━━━━━ SUPPLIED RECORDS

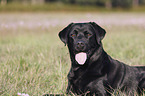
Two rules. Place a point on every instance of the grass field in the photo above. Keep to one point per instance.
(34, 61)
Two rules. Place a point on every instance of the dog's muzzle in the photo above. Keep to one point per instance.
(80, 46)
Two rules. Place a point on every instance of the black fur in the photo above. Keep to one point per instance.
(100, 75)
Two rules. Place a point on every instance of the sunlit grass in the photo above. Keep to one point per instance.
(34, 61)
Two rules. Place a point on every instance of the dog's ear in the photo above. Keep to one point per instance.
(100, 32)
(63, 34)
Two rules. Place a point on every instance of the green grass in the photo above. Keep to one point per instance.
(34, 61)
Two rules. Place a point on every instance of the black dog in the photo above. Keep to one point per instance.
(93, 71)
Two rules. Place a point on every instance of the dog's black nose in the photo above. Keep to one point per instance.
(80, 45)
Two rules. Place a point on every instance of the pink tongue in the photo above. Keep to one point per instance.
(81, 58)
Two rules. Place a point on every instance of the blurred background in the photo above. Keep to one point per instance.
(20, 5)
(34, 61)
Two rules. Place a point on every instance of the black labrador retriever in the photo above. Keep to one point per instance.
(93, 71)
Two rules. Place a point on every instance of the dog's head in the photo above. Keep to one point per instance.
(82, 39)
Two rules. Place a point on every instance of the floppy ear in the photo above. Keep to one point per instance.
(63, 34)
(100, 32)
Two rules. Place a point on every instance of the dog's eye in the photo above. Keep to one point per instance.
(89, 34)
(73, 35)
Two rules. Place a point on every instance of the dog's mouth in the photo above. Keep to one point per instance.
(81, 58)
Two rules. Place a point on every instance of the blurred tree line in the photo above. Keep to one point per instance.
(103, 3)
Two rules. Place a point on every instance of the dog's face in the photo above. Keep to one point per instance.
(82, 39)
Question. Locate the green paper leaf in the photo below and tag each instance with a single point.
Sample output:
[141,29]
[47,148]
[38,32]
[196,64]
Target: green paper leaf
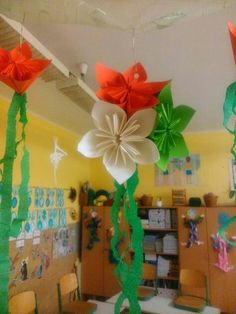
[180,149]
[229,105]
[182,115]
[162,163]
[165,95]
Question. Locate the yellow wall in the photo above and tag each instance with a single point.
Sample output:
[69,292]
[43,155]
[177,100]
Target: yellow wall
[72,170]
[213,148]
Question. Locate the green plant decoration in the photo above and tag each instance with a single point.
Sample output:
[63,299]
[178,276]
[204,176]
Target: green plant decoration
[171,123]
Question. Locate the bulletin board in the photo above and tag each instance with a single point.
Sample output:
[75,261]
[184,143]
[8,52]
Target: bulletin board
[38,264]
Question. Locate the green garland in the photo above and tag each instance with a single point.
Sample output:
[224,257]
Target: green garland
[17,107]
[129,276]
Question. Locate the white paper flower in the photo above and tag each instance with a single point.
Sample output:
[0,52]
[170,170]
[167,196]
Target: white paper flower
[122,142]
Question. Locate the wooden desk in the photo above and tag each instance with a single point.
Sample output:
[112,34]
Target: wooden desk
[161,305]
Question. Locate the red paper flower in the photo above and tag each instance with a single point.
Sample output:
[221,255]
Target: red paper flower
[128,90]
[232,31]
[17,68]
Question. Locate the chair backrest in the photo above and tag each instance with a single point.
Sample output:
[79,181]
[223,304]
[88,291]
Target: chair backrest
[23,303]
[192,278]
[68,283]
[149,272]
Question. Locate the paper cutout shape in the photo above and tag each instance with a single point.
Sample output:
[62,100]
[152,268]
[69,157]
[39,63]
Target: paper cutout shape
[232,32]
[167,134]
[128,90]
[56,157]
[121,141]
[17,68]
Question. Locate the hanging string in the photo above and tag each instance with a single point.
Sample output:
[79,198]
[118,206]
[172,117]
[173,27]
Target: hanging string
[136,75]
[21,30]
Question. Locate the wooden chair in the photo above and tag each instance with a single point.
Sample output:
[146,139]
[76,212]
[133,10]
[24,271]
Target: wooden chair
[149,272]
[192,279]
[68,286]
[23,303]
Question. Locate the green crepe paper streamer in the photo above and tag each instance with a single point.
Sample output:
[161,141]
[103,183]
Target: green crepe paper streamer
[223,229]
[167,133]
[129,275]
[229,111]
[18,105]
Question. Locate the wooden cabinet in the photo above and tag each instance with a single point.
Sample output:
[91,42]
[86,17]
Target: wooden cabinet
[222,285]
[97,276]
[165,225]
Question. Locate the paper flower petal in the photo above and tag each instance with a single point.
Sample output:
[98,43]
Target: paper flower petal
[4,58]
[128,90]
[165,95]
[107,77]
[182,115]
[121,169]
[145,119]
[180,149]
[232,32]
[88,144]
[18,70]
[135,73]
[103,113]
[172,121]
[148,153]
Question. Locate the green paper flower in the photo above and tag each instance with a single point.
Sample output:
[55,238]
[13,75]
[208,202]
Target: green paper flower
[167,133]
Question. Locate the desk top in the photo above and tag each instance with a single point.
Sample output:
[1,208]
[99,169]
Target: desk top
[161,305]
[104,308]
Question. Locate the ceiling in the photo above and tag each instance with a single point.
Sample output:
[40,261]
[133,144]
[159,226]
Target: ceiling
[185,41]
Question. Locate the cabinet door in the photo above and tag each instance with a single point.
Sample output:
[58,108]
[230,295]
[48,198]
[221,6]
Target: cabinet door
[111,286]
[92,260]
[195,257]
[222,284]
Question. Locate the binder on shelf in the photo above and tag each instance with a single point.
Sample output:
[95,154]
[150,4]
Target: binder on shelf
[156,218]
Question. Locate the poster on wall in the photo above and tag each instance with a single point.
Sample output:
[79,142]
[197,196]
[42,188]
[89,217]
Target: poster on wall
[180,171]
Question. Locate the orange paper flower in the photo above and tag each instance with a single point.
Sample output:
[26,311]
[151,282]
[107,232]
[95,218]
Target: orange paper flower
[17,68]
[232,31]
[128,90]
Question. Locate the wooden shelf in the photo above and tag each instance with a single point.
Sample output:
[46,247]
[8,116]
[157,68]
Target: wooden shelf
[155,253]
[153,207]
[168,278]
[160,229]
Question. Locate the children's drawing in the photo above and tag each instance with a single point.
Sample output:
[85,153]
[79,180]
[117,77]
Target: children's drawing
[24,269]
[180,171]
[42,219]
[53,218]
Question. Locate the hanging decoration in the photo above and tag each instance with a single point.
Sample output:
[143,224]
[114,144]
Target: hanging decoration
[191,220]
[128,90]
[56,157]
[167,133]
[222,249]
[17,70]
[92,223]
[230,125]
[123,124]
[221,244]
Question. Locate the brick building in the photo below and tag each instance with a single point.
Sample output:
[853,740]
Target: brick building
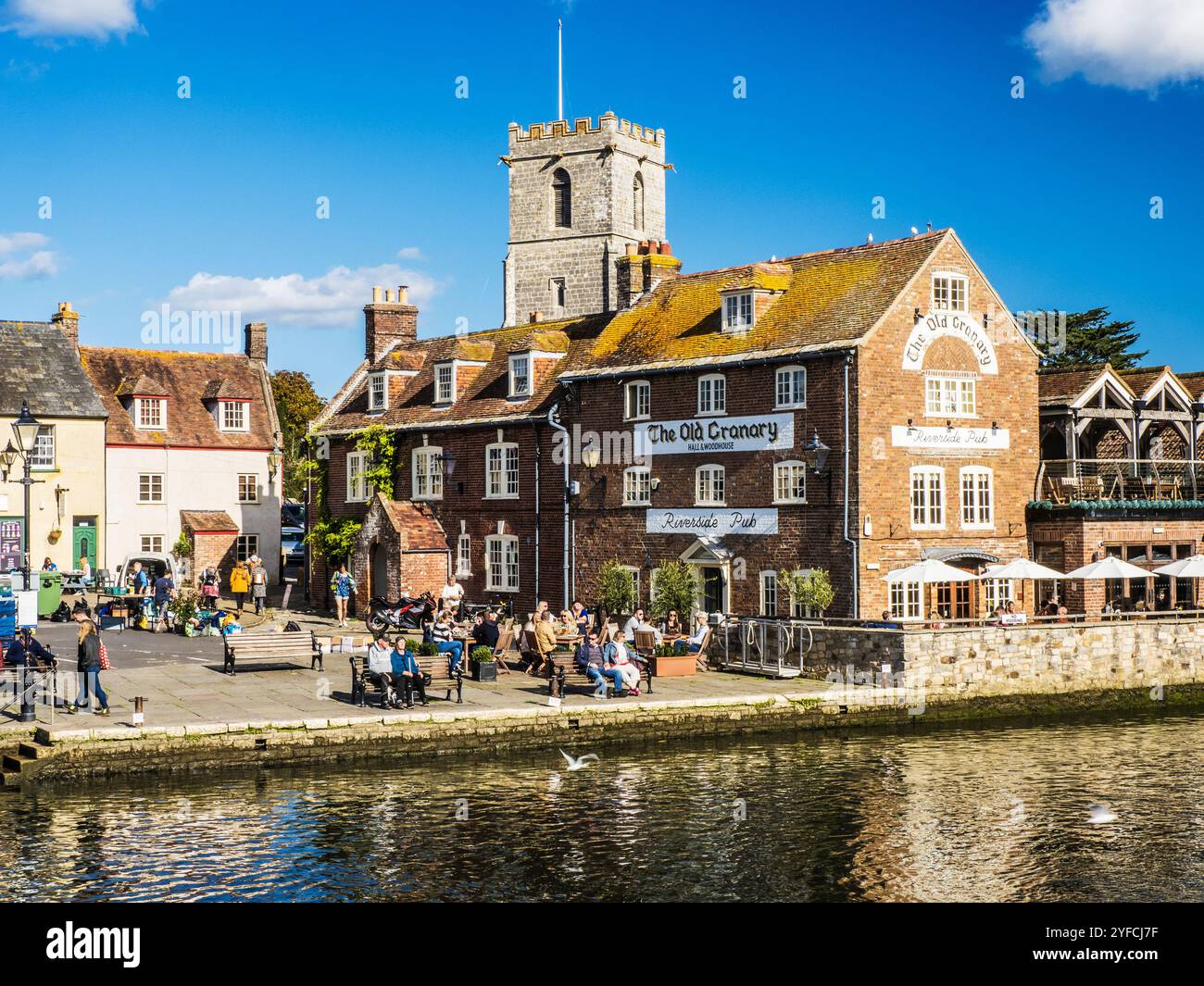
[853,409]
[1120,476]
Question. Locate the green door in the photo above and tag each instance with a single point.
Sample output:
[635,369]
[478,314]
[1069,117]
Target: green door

━━━━━━━━━━
━━━━━ SUPPLIED RECORDS

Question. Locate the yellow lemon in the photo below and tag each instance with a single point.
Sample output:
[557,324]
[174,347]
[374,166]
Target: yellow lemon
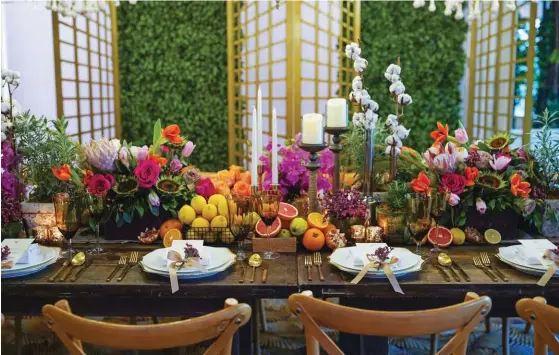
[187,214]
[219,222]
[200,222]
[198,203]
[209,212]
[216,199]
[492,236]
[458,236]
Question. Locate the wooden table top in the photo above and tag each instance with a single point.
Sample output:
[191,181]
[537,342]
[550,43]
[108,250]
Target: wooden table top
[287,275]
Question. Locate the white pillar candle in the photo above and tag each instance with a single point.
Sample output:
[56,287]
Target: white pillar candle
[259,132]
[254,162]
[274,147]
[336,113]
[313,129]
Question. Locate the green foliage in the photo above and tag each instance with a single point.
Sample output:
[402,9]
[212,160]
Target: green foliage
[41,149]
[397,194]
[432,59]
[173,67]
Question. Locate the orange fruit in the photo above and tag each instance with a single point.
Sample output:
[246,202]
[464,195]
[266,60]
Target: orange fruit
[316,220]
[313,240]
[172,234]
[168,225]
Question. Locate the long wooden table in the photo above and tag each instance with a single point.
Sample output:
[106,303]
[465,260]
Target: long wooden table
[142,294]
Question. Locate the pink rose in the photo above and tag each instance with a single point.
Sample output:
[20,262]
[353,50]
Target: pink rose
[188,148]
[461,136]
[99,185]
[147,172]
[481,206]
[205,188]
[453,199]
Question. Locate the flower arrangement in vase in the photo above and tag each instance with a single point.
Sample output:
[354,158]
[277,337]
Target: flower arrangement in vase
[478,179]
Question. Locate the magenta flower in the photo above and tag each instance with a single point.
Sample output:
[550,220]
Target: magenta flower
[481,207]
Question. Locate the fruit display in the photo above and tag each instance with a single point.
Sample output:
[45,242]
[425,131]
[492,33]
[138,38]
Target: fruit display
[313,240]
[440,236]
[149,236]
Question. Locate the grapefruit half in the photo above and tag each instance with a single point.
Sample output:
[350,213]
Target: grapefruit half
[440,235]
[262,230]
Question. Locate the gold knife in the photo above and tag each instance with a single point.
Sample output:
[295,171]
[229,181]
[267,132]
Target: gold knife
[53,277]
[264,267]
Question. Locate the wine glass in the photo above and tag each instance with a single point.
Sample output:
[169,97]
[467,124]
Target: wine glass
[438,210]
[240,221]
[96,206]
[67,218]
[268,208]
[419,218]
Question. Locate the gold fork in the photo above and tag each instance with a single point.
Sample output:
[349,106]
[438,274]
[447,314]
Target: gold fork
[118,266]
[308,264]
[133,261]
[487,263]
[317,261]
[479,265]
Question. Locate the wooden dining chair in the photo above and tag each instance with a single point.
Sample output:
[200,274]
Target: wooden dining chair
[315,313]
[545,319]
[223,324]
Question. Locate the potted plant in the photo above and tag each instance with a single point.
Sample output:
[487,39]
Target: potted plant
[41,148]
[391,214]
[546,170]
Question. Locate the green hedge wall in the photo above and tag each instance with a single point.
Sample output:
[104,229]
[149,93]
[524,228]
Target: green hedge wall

━━━━━━━━━━
━━━━━ SUPPLIED RECORDS

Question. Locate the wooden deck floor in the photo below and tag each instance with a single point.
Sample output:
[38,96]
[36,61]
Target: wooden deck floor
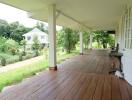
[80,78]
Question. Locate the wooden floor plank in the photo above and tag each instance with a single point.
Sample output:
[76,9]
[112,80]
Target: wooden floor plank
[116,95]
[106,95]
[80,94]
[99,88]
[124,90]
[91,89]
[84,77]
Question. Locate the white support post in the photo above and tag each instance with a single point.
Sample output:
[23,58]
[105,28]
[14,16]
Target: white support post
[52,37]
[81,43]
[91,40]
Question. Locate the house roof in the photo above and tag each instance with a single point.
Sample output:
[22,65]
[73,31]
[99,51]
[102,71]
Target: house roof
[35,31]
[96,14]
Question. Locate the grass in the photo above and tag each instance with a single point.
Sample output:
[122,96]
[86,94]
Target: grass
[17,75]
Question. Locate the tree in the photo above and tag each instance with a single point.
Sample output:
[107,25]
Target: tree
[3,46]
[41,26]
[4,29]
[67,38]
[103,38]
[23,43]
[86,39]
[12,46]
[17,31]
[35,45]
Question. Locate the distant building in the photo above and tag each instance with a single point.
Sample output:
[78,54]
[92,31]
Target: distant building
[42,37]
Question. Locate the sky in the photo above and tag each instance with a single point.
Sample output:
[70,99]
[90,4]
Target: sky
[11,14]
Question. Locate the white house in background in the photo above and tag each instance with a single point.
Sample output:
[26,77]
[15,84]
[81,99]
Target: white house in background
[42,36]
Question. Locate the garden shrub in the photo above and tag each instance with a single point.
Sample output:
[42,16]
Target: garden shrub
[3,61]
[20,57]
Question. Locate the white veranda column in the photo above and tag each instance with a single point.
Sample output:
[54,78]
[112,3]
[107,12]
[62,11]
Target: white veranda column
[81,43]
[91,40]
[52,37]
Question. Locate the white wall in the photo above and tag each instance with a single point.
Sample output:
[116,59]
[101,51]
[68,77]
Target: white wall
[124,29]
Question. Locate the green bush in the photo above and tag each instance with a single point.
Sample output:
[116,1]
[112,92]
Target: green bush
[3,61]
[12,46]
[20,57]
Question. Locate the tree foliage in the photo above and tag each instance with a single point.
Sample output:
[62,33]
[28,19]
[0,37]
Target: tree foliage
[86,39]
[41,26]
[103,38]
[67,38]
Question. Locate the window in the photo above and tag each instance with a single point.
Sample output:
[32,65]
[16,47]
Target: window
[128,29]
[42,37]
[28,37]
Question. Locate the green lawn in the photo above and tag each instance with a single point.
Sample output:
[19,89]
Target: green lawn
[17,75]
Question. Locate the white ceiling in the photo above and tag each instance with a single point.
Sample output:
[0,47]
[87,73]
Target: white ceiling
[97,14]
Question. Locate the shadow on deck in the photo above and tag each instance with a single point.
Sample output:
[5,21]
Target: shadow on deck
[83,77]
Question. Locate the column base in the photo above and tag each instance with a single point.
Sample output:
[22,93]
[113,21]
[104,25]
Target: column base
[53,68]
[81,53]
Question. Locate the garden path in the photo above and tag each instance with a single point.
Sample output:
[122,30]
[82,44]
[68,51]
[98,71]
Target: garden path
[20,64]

━━━━━━━━━━

* _EXERCISE OBJECTIVE_
Search the data for the word "hedge" and copy each line where it appears.

* _WRITTEN SOLUTION_
Question. Locate the green hedge wall in the photo above and tag each instance with a single point.
Target: green hedge wall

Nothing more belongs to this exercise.